-- START Provided material --

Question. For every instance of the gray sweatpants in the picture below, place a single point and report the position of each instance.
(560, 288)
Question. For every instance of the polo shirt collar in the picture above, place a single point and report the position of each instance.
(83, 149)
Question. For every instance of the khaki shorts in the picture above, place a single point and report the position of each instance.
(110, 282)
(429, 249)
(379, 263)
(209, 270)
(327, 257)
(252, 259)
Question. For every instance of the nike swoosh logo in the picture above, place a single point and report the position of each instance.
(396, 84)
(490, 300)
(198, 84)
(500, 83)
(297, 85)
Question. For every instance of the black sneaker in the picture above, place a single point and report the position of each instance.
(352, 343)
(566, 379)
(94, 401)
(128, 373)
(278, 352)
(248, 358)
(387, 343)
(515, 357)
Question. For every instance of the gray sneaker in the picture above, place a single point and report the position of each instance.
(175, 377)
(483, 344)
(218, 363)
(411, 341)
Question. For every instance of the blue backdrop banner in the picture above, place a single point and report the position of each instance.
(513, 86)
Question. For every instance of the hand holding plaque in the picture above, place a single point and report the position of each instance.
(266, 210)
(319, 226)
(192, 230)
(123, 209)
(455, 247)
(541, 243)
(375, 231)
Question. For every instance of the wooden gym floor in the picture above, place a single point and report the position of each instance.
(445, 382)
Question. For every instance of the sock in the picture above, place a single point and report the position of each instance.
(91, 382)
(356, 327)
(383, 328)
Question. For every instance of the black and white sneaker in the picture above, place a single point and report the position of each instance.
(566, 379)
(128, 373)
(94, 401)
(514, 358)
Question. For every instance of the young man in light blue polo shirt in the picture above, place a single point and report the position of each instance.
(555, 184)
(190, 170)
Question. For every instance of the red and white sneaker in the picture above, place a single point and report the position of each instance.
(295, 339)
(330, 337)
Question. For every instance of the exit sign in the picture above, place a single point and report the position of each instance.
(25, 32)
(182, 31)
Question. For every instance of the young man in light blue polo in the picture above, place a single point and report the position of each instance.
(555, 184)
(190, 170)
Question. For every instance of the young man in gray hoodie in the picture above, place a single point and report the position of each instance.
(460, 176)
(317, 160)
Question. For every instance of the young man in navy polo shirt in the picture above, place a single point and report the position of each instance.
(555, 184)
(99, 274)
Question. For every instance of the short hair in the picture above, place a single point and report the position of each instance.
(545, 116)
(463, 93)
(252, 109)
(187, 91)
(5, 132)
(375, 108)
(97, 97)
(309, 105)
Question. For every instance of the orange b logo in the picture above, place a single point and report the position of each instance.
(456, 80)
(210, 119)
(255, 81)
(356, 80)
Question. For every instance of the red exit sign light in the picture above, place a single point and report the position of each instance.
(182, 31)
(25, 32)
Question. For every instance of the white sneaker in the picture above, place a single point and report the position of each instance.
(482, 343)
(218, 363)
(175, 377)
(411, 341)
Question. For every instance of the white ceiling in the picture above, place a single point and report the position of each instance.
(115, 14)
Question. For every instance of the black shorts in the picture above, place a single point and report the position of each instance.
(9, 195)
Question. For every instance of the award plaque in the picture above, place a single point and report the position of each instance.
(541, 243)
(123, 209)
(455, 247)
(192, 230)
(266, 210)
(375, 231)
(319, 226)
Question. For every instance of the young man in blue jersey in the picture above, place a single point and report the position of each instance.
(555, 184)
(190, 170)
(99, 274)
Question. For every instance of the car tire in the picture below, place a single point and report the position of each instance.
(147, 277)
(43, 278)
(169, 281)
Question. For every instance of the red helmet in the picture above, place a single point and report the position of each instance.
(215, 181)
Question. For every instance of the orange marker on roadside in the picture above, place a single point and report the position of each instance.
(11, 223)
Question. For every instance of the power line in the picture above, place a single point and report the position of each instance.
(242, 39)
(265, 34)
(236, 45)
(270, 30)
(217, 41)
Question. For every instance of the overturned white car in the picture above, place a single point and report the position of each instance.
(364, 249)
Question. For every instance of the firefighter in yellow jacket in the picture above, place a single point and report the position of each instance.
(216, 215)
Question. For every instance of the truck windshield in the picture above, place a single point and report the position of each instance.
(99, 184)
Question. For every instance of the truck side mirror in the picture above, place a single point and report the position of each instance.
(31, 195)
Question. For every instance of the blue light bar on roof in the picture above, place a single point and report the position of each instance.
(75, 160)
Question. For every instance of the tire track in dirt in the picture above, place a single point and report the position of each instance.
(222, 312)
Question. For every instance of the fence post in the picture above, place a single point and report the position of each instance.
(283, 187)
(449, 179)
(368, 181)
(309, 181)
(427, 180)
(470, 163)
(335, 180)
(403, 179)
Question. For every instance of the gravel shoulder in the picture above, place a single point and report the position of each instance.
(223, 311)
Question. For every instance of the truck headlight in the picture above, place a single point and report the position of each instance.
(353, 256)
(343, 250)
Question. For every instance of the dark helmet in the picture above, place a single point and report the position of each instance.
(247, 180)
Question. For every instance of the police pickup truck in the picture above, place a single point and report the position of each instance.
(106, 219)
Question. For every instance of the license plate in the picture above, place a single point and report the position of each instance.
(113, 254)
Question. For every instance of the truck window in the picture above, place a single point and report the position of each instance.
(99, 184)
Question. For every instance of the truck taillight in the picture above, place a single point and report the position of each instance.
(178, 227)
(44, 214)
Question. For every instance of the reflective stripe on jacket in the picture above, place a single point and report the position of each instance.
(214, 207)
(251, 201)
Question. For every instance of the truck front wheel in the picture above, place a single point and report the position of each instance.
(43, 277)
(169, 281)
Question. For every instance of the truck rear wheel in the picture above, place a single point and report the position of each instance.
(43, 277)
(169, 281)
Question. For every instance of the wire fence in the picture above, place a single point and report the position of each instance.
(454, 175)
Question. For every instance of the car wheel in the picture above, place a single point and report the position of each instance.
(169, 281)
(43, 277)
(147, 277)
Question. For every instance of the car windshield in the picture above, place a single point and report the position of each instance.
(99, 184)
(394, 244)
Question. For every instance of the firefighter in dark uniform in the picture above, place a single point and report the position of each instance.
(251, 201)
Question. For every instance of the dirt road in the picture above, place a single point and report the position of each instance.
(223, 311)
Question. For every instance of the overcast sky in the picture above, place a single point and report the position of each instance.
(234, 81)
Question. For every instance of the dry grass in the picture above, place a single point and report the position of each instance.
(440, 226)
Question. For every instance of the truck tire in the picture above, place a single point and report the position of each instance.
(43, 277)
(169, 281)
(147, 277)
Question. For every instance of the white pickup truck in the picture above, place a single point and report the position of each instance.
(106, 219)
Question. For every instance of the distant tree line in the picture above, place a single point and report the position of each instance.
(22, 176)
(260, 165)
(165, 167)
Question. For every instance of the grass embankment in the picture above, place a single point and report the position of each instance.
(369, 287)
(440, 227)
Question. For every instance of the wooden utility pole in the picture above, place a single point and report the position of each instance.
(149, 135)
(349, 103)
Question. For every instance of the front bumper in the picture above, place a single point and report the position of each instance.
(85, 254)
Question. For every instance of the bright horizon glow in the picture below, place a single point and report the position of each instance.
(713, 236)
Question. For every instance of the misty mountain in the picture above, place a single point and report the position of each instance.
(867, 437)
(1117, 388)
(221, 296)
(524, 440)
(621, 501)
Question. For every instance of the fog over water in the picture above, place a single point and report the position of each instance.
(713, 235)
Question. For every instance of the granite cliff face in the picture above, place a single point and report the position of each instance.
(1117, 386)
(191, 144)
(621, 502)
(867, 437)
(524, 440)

-- END Provided material --

• Instruction:
Put all the lines above into a JSON list of strings, with one string per line and no blank lines.

• Final answer:
[
  "Question. For every instance of the gray sweatpants in the picture below, place a single point and report the position of each instance.",
  "(560, 288)",
  "Question. For every instance of the polo shirt collar in the picture above, place a single point and report the position of each instance.",
  "(83, 149)",
  "Question. For every instance of the khaki shorts in the picture above, place a single point and report the position of each instance.",
  "(110, 282)",
  "(429, 249)",
  "(379, 263)",
  "(209, 270)",
  "(327, 257)",
  "(252, 259)",
  "Question. For every instance of the nike swoosh logo in the picture above, place a single point and report the position of each instance.",
  "(396, 84)",
  "(490, 300)",
  "(198, 84)",
  "(500, 83)",
  "(297, 85)",
  "Question. For every instance of the black sneaker in the picture above, place a single point and report the position of each instance.",
  "(352, 343)",
  "(566, 379)",
  "(94, 401)",
  "(128, 373)",
  "(278, 352)",
  "(248, 358)",
  "(387, 343)",
  "(515, 357)",
  "Question. For every instance of the gray sneaker in the picture above, place a single point and report the position of each instance.",
  "(175, 377)",
  "(483, 344)",
  "(218, 363)",
  "(411, 341)",
  "Question. For every instance of the blue backdrop banner in the picture above, place a single point and report the position of each instance.",
  "(513, 86)",
  "Question. For every instance of the hand holding plaque in the picture above, place a single point and report the position of each instance.",
  "(266, 210)",
  "(319, 226)",
  "(192, 230)",
  "(123, 209)",
  "(455, 247)",
  "(541, 243)",
  "(375, 231)",
  "Question. For every instance of the wooden gym floor in the picture above, place a single point and report the position of each instance.",
  "(445, 382)",
  "Question. For every instance of the sock in the picture above, place a single point and report the position of each instance.",
  "(91, 382)",
  "(356, 327)",
  "(383, 328)",
  "Question. For every instance of the black and white sneaker in the picture above, place a single point and report the position of each instance.",
  "(566, 379)",
  "(128, 373)",
  "(94, 401)",
  "(514, 358)",
  "Question. For every instance of the young man in light blue polo shirt in the picture above, place a single point and report the position of each instance.",
  "(555, 184)",
  "(190, 170)",
  "Question. For every instance of the red and white sneaker in the picture above, place a single point and report the position of each instance.",
  "(295, 339)",
  "(330, 337)",
  "Question. For every instance of the exit sign in the picture above, place a single point and report the position of each instance.",
  "(25, 32)",
  "(182, 31)",
  "Question. For every instance of the young man in light blue polo in the picture above, place a single point and report the position of each instance.",
  "(555, 184)",
  "(190, 170)",
  "Question. For every instance of the young man in gray hoodie in the picture above, place a single point and report the position of each instance.",
  "(460, 176)",
  "(317, 160)",
  "Question. For every instance of the young man in navy polo shirt in the picture above, place a single point and report the position of each instance.",
  "(555, 184)",
  "(99, 274)",
  "Question. For every instance of the short hair in the picture above, place a single point and report the position of each instance.",
  "(545, 116)",
  "(463, 93)",
  "(252, 109)",
  "(187, 91)",
  "(5, 132)",
  "(375, 108)",
  "(97, 97)",
  "(309, 105)",
  "Question. For every instance of the orange b logo in the picture above, place a single point and report the position of each instance.",
  "(456, 80)",
  "(210, 119)",
  "(255, 81)",
  "(356, 80)",
  "Question. For every instance of the red exit sign light in the picture above, place a single point and report the position of each instance.",
  "(182, 31)",
  "(25, 32)",
  "Question. For every instance of the white sneaker in the picture above, place a single point and report the position of each instance.",
  "(482, 343)",
  "(218, 363)",
  "(175, 377)",
  "(411, 341)",
  "Question. For every instance of the white ceiling in the picture above, place a single point and report the position of each instance.",
  "(115, 14)",
  "Question. For every instance of the black shorts in the picture above, place a single point and report the position of each instance.",
  "(9, 195)",
  "Question. For every instance of the award plaque in the picture above, place a single point and report the position of each instance.",
  "(541, 243)",
  "(123, 209)",
  "(455, 247)",
  "(192, 230)",
  "(266, 210)",
  "(375, 231)",
  "(319, 226)",
  "Question. For every instance of the young man in blue jersey in the picture above, place a single point and report the position of each instance.",
  "(555, 184)",
  "(190, 170)",
  "(99, 274)",
  "Question. For every instance of the car tire in the picture below, place a single point and report the position of each instance.",
  "(147, 277)",
  "(43, 278)",
  "(169, 281)",
  "Question. For every instance of the red helmet in the picture above, place a single point and report the position of each instance.",
  "(215, 181)",
  "Question. For every instance of the orange marker on roadside in the picture above, place a single point and report the position of each instance.",
  "(11, 223)",
  "Question. For every instance of the power line in the picture above, place a single point and report the position of each instance.",
  "(242, 39)",
  "(265, 34)",
  "(236, 45)",
  "(270, 30)",
  "(217, 41)",
  "Question. For every instance of the overturned white car in the picture above, place a single point and report the position of each instance.",
  "(364, 249)",
  "Question. For every instance of the firefighter in yellow jacket in the picture above, place a single point and report the position of each instance.",
  "(216, 215)",
  "Question. For every instance of the truck windshield in the picture above, place a single point and report the position of each instance.",
  "(99, 184)",
  "Question. For every instance of the truck side mirror in the picture above, place a single point and report the position of each instance.",
  "(31, 195)",
  "Question. For every instance of the blue light bar on roof in the picture above, place a single point and report the position of each instance.",
  "(75, 160)",
  "Question. For every instance of the tire track in dirt in the picture above, place a single point and report the position of each instance.",
  "(222, 312)",
  "Question. For every instance of the fence post in the picture above, place a single point and report the position of each instance.",
  "(283, 187)",
  "(449, 179)",
  "(368, 181)",
  "(309, 181)",
  "(427, 180)",
  "(470, 163)",
  "(335, 180)",
  "(403, 179)",
  "Question. For every instance of the gravel shoulder in the picture above, place a single point and report the position of each instance.",
  "(223, 311)",
  "Question. For every instance of the truck headlight in the picture above, place a single point and report the position of each instance.",
  "(353, 256)",
  "(343, 250)",
  "Question. For every instance of the dark helmet in the picture above, place a single point and report the position of each instance.",
  "(247, 180)",
  "Question. For every instance of the police pickup truck in the picture above, place a single point and report the position of each instance.",
  "(106, 219)",
  "Question. For every instance of the license plate in the picture above, place a single point and report the position of each instance.",
  "(113, 254)",
  "Question. For every instance of the truck window in the picture above, place a single point and report the position of each instance.",
  "(99, 184)",
  "Question. For every instance of the truck taillight in the picture above, place a single point and report the position of each instance.",
  "(178, 227)",
  "(44, 214)",
  "Question. For every instance of the reflective stripe on jacket in the picture above, place a single point and report the position of each instance.",
  "(214, 207)",
  "(251, 201)",
  "Question. For every instance of the truck front wheel in the picture above, place a single point and report the position of each instance.",
  "(43, 277)",
  "(169, 281)",
  "Question. For every instance of the truck rear wheel in the picture above, place a single point and report the position of each instance.",
  "(43, 277)",
  "(169, 281)",
  "Question. For every instance of the wire fence in the picture above, place a single point and report the position of each instance.",
  "(454, 175)",
  "Question. For every instance of the car wheel in the picture above, place a single point and report the position of each instance.",
  "(169, 281)",
  "(43, 277)",
  "(147, 277)",
  "Question. For every instance of the car windshield in the picture above, place a single point and report the position of each instance.",
  "(99, 184)",
  "(394, 244)",
  "Question. For every instance of the firefighter in dark uniform in the picture above, place a single point and report the position of each instance.",
  "(251, 201)",
  "Question. For every instance of the dirt road in the picture above, place a single point and report the position of each instance.",
  "(223, 311)",
  "Question. For every instance of the overcast sky in the picture above, place a single point and report the position of each instance.",
  "(234, 81)",
  "Question. For every instance of the dry grass in the picture above, place a single point and report the position of each instance.",
  "(440, 226)",
  "Question. For every instance of the truck tire in the picture above, place a single point and report the position of each instance.",
  "(43, 277)",
  "(169, 281)",
  "(147, 277)",
  "Question. For every instance of the white pickup truck in the picture above, place a single point and report the position of each instance.",
  "(106, 219)",
  "Question. For every instance of the distant tree line in the picture above, place a single point and report the position of each instance.",
  "(22, 176)",
  "(260, 165)",
  "(165, 167)",
  "Question. For every instance of the grass embankment in the picture above, place a single point and report the position of each instance.",
  "(369, 287)",
  "(440, 227)",
  "Question. For every instance of the wooden utility pole in the picture above, place a single point and report the position of each instance.",
  "(149, 135)",
  "(349, 103)",
  "Question. For every instance of the front bumper in the picture above, place a single point and report the position of each instance.",
  "(85, 254)",
  "Question. For every instance of the bright horizon glow in the picture below, place a single point and report the position of each instance.",
  "(713, 236)",
  "Question. For every instance of the misty mountain in the picture above, place a single point and report the position of each instance.",
  "(867, 437)",
  "(1117, 388)",
  "(221, 296)",
  "(524, 440)",
  "(621, 501)",
  "Question. For every instance of the fog over water in the picture above, place a single point and report the position of each instance.",
  "(713, 235)",
  "Question. For every instance of the granite cliff face in the picture above, place a single point and report the position of each instance.",
  "(1117, 386)",
  "(191, 144)",
  "(621, 502)",
  "(867, 437)",
  "(524, 440)"
]